[What to produce]:
This exercise calls for the line with "Indicate the black", the line with "Indicate the man's white", and all lines between them in the material below, output exactly and with no other lines.

[Extracted entries]:
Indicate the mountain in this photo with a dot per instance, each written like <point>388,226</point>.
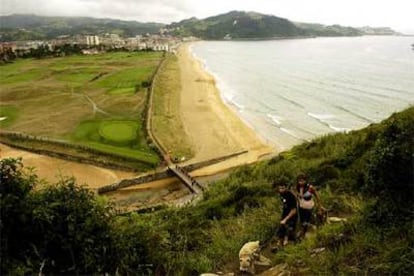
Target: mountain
<point>237,25</point>
<point>378,31</point>
<point>313,29</point>
<point>252,25</point>
<point>31,27</point>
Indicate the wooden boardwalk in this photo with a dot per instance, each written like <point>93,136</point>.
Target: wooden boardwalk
<point>187,179</point>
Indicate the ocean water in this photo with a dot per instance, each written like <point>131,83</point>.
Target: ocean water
<point>290,91</point>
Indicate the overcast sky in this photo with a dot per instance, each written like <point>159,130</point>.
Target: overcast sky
<point>398,14</point>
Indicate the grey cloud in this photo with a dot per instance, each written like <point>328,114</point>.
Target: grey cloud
<point>142,10</point>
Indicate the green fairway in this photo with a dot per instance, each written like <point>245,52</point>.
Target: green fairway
<point>119,131</point>
<point>96,100</point>
<point>8,114</point>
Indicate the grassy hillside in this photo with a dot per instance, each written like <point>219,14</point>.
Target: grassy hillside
<point>94,101</point>
<point>365,175</point>
<point>237,25</point>
<point>32,27</point>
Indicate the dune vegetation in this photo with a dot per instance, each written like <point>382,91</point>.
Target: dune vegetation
<point>365,176</point>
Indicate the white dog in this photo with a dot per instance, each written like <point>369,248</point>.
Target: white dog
<point>249,256</point>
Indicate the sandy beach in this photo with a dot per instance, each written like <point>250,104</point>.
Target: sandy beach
<point>214,128</point>
<point>53,169</point>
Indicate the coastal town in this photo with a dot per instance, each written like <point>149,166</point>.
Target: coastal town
<point>90,44</point>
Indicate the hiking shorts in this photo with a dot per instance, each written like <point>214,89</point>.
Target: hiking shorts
<point>305,216</point>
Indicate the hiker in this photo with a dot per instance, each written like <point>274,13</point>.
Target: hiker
<point>305,192</point>
<point>287,226</point>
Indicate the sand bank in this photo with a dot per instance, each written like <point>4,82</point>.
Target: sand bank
<point>53,169</point>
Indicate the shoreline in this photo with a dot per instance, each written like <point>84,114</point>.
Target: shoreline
<point>225,131</point>
<point>232,106</point>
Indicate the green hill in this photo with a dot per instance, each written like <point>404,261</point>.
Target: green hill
<point>31,27</point>
<point>236,24</point>
<point>252,25</point>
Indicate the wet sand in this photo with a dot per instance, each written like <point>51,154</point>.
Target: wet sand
<point>214,128</point>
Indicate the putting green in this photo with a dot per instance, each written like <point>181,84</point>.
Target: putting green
<point>118,131</point>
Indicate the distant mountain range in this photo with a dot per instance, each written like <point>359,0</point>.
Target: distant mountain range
<point>232,25</point>
<point>252,25</point>
<point>32,27</point>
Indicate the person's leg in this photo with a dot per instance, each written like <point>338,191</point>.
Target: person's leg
<point>305,217</point>
<point>291,227</point>
<point>281,234</point>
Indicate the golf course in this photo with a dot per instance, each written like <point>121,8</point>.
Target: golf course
<point>95,102</point>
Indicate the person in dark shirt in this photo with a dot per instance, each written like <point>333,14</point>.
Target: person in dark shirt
<point>287,226</point>
<point>305,192</point>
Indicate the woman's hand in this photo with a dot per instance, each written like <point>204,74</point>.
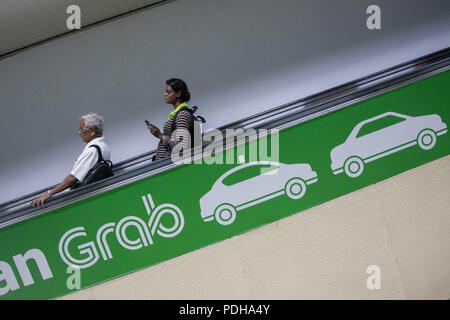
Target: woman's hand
<point>154,130</point>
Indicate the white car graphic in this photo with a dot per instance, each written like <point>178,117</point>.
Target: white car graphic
<point>360,148</point>
<point>223,201</point>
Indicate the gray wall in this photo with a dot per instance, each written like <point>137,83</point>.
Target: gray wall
<point>238,57</point>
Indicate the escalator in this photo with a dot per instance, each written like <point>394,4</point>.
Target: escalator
<point>152,211</point>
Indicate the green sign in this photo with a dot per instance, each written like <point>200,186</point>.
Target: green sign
<point>194,205</point>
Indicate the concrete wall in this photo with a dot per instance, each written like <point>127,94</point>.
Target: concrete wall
<point>400,224</point>
<point>238,57</point>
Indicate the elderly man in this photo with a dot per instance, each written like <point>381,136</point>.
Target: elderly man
<point>91,132</point>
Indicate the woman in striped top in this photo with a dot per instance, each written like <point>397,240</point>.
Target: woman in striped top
<point>177,95</point>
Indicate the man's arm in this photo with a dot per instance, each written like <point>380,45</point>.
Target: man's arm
<point>66,183</point>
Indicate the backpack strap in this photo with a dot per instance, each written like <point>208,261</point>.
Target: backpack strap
<point>174,121</point>
<point>100,156</point>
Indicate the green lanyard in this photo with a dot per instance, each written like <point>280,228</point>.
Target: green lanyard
<point>184,104</point>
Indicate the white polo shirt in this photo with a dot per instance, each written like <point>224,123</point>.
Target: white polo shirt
<point>89,157</point>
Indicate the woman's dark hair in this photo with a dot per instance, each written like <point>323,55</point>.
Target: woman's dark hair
<point>179,85</point>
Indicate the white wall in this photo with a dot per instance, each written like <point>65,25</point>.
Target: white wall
<point>237,56</point>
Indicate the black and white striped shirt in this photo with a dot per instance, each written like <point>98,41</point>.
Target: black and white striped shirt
<point>182,127</point>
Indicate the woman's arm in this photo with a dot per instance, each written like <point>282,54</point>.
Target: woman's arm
<point>183,135</point>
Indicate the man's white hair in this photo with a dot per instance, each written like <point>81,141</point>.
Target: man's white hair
<point>93,120</point>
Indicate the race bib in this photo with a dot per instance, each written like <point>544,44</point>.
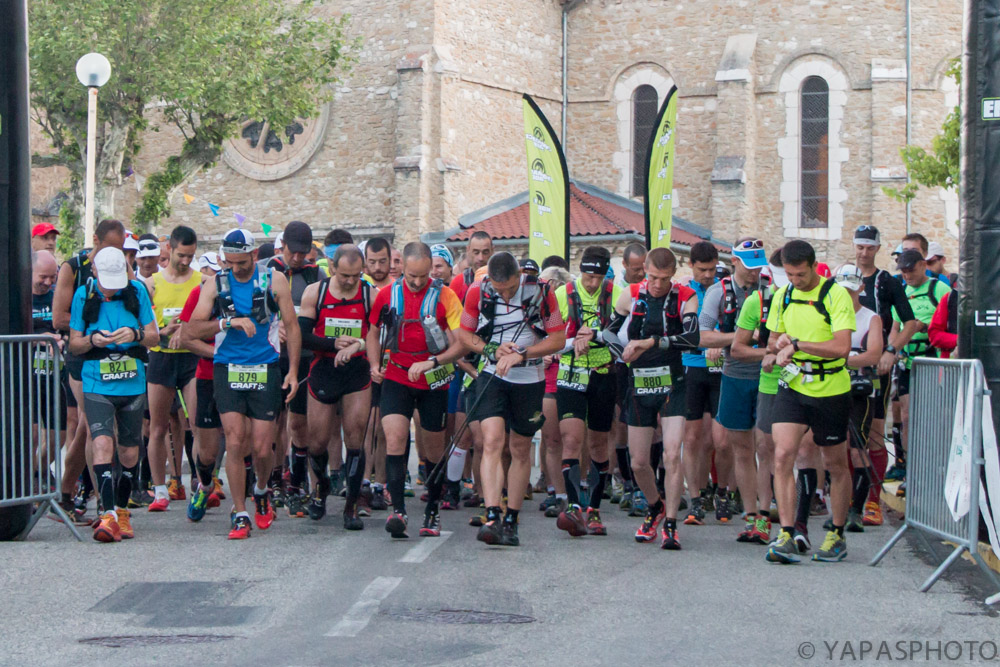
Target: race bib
<point>43,363</point>
<point>122,368</point>
<point>248,377</point>
<point>574,379</point>
<point>336,327</point>
<point>440,376</point>
<point>652,381</point>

[Solution for this problem]:
Indicate the black and white striped shirt in this photo with a dot per instance, each written like <point>98,41</point>.
Target: black and white striped shirt
<point>182,127</point>
Indicate the woman's arm in this photo with a dot per instance, each written like <point>282,54</point>.
Target: woman's arm
<point>183,135</point>
Indicate the man's white hair in this photo with a dot per instance, each written like <point>81,141</point>.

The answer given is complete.